▶ _Your assignment_
Resume the article about the U.S. government order that shut down Anthropic's Claude Fable 5 and Claude Mythos 5, starting right after its final sentence.

▶ _Extract_
════
Anthropic's Safety Plea Backfires: Government Pulls the Plug on Its Most Potent AI

The US government has ordered Anthropic to shut down Fable 5 and Mythos 5 over a jailbreak concern and Anthropic is pushing back, warning the move could freeze AI development industry-wide.

Uche Emeka • AI • 1 month ago • 3 minute read •

Key Points

• The U.S. government mandated Anthropic immediately cease access to its advanced AI models, Claude Fable 5 and Claude Mythos 5, globally.

• The directive cited national security concerns over an alleged 'jailbreak' of Fable 5 that exposed its ability to identify software vulnerabilities.

• Anthropic complied with the order but strongly disagreed, arguing that similar capabilities exist in other models and this standard would impede industry progress.

Anthropic's Safety Plea Backfires: Government Pulls the Plug on Its Most Potent AI

The U.S. government has mandated that Anthropic immediately cease access to two of its most advanced AI models, Claude Fable 5 and Claude Mythos 5, citing national security concerns.

Anthropic announced that it has complied with the directive, which was received on Friday at 5:21 pm ET, but expressed strong disagreement with the government's decision.

The order compels the company to disable both models for all users globally, extending beyond the foreign nationals that the government's export control order was ostensibly designed to target, although other Anthropic models remain unaffected.

Claude Mythos 5 is Anthropic's most capable AI model, which was initially previewed in early April and kept under tight restriction due to its exceptional ability to identify security vulnerabilities in software.

Anthropic claimed Mythos could find flaws in every major operating system and web browser it tested. Instead of a broad release, the company launched 'Project Glasswing,' a controlled program that shared Mythos with approximately 50 vetted organizations, including major tech firms like Amazon, Apple, Google, Microsoft and cybersecurity specialist CrowdStrike, for defensive cybersecurity applications.
════
(Listing from a collection)
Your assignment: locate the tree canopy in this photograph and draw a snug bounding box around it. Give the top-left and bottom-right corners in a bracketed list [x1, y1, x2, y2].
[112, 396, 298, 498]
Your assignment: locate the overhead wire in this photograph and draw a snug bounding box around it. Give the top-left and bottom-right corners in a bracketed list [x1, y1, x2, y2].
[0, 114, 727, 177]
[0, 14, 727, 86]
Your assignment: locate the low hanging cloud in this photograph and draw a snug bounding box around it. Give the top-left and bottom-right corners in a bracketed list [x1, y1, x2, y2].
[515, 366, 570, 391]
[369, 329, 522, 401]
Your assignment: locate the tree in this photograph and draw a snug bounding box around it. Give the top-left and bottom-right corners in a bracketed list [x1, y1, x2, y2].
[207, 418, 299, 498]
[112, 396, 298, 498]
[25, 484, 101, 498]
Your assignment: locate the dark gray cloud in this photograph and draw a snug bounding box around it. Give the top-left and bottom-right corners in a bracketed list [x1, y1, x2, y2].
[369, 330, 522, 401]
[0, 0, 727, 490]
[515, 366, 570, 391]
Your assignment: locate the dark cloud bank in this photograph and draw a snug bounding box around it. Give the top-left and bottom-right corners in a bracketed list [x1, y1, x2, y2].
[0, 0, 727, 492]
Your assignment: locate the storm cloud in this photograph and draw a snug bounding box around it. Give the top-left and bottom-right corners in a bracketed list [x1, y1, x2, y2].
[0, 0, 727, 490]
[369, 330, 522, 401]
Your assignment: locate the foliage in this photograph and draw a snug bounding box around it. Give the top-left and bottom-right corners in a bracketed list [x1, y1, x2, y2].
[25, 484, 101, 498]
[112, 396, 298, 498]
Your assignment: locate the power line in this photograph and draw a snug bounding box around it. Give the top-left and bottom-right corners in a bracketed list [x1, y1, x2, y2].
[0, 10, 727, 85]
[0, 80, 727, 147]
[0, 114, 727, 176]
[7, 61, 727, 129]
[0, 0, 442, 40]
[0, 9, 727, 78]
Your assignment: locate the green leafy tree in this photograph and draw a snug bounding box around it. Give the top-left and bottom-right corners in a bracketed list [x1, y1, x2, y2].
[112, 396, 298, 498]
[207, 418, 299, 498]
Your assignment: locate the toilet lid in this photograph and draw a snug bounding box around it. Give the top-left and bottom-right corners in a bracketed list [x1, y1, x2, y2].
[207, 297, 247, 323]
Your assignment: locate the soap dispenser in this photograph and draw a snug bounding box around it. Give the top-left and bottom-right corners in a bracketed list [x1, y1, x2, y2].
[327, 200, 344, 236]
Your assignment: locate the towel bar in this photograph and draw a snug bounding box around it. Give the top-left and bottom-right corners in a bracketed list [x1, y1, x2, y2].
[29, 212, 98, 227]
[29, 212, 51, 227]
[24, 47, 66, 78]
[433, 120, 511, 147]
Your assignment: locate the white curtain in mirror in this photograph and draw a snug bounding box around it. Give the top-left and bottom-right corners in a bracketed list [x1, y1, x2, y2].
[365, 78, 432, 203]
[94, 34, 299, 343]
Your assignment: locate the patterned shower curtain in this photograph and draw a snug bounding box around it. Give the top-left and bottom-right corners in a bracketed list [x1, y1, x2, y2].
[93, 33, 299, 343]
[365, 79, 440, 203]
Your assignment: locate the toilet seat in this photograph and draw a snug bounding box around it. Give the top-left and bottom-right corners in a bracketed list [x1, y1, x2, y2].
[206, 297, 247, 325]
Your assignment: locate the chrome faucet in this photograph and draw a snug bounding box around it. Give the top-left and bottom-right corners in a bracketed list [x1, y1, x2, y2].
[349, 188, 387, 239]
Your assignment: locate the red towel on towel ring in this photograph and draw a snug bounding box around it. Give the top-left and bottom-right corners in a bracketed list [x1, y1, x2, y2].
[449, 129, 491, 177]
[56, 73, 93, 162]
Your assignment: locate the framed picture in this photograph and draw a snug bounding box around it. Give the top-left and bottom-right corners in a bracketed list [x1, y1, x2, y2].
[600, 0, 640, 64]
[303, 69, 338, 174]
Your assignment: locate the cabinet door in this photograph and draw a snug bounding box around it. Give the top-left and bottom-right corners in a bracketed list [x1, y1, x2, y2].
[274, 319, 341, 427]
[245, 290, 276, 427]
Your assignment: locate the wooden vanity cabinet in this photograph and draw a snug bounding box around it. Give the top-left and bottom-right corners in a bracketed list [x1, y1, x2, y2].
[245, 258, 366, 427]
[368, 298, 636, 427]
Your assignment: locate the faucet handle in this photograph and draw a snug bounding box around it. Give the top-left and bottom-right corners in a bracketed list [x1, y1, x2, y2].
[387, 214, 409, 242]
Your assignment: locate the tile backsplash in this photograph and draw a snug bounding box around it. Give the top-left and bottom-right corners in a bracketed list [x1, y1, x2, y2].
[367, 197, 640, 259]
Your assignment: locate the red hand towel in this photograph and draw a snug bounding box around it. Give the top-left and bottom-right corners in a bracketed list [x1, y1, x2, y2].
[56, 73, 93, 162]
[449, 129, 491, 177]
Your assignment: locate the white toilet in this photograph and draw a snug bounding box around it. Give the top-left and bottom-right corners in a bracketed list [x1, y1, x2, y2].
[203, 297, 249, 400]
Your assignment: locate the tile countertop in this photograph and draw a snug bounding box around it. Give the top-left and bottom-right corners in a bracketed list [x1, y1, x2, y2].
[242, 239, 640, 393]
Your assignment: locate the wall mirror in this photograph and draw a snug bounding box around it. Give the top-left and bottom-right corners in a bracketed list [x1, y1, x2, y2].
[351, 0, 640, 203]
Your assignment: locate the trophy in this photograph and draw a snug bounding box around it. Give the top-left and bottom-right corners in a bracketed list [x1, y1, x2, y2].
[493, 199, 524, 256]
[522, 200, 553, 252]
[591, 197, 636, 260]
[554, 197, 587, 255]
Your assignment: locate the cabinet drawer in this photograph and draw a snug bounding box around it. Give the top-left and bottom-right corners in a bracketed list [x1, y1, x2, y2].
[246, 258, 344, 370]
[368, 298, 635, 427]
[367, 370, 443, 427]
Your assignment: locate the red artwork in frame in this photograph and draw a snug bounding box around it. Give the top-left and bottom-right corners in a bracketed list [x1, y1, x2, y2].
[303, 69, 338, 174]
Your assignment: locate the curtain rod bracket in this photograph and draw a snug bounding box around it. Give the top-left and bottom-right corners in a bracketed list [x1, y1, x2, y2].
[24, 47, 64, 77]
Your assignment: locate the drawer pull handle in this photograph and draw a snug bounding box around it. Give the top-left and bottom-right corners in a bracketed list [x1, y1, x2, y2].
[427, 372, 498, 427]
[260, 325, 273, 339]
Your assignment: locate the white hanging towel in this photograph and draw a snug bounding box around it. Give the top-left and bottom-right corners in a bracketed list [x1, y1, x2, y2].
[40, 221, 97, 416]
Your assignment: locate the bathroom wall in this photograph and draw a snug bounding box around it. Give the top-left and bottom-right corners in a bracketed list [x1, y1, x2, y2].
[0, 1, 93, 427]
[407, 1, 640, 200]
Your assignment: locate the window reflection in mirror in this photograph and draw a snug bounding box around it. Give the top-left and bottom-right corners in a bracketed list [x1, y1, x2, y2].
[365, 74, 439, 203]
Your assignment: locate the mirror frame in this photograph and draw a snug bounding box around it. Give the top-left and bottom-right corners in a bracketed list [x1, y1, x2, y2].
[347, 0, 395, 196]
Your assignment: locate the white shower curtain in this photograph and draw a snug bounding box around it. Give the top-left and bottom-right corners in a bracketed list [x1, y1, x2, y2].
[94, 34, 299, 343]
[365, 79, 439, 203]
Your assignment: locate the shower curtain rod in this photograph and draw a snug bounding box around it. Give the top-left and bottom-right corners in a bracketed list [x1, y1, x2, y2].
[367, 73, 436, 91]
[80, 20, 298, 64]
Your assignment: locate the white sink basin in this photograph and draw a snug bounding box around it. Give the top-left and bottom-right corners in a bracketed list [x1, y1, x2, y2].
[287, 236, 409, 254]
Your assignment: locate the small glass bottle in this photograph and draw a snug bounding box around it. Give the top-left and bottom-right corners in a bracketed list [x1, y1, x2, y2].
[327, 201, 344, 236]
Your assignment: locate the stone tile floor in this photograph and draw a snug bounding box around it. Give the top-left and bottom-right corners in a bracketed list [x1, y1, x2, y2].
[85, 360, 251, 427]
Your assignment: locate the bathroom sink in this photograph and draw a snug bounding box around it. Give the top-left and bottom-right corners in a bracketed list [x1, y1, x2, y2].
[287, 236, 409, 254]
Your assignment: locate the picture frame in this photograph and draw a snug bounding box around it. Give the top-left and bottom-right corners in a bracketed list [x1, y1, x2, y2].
════
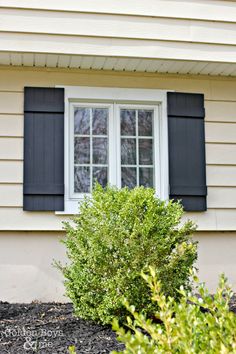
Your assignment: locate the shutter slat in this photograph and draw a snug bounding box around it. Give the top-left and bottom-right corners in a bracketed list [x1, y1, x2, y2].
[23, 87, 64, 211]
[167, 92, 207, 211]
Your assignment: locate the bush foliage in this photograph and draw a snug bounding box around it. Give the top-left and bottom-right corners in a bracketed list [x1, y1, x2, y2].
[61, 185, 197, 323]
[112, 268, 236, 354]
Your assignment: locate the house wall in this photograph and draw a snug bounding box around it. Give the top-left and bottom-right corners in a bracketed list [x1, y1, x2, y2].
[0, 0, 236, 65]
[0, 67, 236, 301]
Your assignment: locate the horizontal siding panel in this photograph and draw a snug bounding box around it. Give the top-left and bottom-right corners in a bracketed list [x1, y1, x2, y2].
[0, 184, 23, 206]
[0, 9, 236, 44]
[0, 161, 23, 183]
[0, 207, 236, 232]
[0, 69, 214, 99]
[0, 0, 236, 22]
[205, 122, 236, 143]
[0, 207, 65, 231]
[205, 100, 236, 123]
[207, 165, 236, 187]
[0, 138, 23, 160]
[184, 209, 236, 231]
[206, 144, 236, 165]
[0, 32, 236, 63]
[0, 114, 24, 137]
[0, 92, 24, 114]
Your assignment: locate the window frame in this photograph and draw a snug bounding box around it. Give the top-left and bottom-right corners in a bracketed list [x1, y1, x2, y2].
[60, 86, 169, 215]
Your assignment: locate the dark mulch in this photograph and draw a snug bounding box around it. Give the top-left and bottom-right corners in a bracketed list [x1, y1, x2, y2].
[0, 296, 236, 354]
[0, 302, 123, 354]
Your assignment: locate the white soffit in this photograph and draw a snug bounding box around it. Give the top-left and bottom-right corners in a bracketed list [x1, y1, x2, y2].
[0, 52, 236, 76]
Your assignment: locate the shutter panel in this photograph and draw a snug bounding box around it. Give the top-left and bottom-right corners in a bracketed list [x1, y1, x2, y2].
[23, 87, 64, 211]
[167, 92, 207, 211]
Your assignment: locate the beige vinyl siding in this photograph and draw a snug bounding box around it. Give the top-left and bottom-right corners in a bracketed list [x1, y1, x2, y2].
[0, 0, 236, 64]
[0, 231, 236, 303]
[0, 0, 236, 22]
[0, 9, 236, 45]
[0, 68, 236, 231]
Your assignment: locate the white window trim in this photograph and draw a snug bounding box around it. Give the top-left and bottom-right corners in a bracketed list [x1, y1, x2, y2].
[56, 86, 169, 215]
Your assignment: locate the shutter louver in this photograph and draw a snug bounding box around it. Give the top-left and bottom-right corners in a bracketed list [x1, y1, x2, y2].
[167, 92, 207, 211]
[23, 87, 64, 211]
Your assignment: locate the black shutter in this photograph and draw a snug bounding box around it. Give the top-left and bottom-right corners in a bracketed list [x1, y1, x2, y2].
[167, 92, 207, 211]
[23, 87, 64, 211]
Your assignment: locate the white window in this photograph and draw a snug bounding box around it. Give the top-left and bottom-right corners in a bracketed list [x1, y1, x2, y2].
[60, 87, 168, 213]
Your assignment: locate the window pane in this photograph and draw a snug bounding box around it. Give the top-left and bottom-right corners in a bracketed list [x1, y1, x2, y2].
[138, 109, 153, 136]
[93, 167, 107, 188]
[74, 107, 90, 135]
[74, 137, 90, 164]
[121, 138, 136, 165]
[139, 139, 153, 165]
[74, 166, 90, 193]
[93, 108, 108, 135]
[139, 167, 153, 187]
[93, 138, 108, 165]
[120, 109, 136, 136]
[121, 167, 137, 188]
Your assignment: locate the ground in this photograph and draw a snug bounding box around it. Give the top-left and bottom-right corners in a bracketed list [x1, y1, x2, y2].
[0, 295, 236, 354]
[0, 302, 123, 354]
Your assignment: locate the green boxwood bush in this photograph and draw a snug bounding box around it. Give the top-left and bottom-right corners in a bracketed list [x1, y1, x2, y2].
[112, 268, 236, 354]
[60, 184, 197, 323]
════
▶ _Answer for this exercise_
Claude Fable 5, released just three days prior to the government's order, was developed as Anthropic's response to commercial demands. It was designed as a version of Mythos incorporating guardrails to prevent responses in high-risk areas such as cybersecurity and biology, making it suitable for general public release, according to the company.

Benchmark tests conducted by Vals AI, an AI tech performance tracking company, quickly identified Fable 5 as the most capable AI model available to the public upon its release.

The government's directive is formally an export control action aimed at restricting foreign national access to the models. However, Anthropic's lengthy blog post indicated its understanding that the underlying concern stems from an alleged 'jailbreak' of Fable 5.

Anthropic stated that the government provided only verbal evidence of a 'potential narrow, non-universal jailbreak,' which the company described as prompting the model to analyze a specific codebase and identify software flaws.

Anthropic further argued that this 'level of capability' is already widely available in other publicly accessible models, including OpenAI’s GPT-5.5, and is routinely utilized by cybersecurity professionals for legitimate defensive purposes.

Anthropic's broader defense highlighted that its most robust safeguards are implemented through independent classifier systems that operate separately from the model itself.

This design, they contended, ensures that even if a user manages to prompt Fable to bypass an initial refusal, the fundamental protections against the most dangerous outputs would remain active.

Despite these arguments, the government proceeded with its action, leading to Anthropic's open frustration.

The company publicly stated, 'We disagree that the finding of a narrow potential jailbreak should be cause for recalling a commercial model deployed to hundreds of millions of people,' warning that applying such a standard across the industry 'would essentially halt all new model deployments for all frontier model providers.'

The situation carries significant implications for Anthropic, which is widely anticipated to pursue an IPO this year and has cultivated a public image as a safety-conscious alternative to its competitors.

Observers have noted the irony that Anthropic's very caution in restricting Mythos, which it promoted as a uniquely dangerous model unsuitable for public release, has seemingly drawn the precise kind of government scrutiny that could disrupt its business prospects.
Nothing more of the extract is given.